STATED GOAL 1>
From the listing below, pull out every line that contains the string "lace".

EXTRACT PROVIDED>
--- Begin ---

Right, thanks. (I had that one right, once, but must have
dropped it on the floor.)

> Hmm, psuedo didn't get caught. Is psuedo code particularly smooth?

:-)

OK, http://www.kegel.com/spell-fix-dan2.txt is up, with the
following changes:

78d77
< decrementor=decrementer
158d156
< Licensed=Licenced
198a197
> pseudo=psuedo
271c270
< trigging=triggerg
---
> triggering=triggerg

The above covers errors in three or more source files.

The next logical step was to do the words misspelled in exactly
two source files. I did gather a list of them
( http://www.kegel.com/errors2.txt ) but
I don't have the energy to make a corrections file for those
right now. (FWIW, the procedure is: copy to a new file,
run aspell and consult original source, then use 'paste'
to join input and output of aspell into a two-column file)
- Dan

--
Dan Kegel
http://www.kegel.com
http://counter.li.org/cgi-bin/runscript/display-person.cgi?user=78045

2003-03-02 08:01:00

by Dan Kegel

[permalink] [raw]
Subject: Re: [PATCH] kernel source spellchecker

jw schultz <jw () pegasys ! ws> wrote:

> An ispell filter seems a simpler approach to me. (ispell -F
> filter) I use that (shown here to head off requests) for
> email so quoted content is ignored. A similar filter for C
> source would make this trivial.
>
> $ grep ispell .muttrc
> set ispell="ispell -F maildequote"
> $ cat bin/maildequote
> #!/usr/bin/perl
>
> while (<STDIN>)

--- End ---

THE INPUT>

--- Begin ---

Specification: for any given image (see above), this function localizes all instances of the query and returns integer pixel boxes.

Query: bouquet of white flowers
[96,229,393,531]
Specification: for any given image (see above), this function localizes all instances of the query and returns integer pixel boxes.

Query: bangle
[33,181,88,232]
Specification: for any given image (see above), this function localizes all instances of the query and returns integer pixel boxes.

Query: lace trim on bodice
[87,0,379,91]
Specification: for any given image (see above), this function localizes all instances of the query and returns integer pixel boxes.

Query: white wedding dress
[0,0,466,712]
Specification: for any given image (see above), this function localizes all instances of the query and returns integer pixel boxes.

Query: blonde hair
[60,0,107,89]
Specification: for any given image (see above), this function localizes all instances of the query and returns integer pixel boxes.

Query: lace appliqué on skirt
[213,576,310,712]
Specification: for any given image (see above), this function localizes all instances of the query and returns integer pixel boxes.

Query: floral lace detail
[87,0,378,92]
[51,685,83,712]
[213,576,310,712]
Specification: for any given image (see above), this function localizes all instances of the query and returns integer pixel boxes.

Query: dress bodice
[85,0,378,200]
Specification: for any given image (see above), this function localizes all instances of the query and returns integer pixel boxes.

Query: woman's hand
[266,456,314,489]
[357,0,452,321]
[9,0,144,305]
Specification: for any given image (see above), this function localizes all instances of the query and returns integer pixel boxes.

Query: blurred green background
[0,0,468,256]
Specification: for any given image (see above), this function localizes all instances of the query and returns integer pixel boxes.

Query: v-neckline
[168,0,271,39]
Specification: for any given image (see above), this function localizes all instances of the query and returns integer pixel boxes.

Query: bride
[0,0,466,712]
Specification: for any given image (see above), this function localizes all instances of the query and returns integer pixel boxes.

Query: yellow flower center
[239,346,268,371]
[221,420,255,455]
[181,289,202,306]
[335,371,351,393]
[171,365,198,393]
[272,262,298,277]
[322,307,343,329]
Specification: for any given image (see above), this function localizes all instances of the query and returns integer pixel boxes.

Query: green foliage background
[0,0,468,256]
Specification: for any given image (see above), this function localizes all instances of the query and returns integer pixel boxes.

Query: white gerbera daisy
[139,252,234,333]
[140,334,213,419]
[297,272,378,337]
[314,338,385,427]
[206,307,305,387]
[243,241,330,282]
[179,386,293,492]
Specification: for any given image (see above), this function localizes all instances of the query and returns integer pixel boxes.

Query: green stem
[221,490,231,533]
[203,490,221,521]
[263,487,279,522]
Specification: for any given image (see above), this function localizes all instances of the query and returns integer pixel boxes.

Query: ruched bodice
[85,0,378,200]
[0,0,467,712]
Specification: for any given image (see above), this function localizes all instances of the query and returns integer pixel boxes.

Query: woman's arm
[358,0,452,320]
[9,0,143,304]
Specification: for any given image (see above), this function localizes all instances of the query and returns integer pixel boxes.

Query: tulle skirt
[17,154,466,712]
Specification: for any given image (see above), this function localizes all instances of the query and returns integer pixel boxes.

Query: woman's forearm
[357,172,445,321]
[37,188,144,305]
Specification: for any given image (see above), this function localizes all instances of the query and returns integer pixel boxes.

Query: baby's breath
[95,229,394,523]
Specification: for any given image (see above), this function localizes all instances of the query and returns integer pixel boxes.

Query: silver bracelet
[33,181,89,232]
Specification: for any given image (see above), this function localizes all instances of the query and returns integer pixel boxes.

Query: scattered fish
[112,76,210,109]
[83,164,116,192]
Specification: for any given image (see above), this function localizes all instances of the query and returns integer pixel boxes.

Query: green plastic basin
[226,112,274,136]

--- End ---

STATED GOAL 2>
According to the forum post above, which errors do the listed changes cover?

TASK RESULT 1>
Query: lace trim on bodice
Query: lace appliqué on skirt
Query: floral lace detail

TASK RESULT 2>
Errors that appear in three or more source files.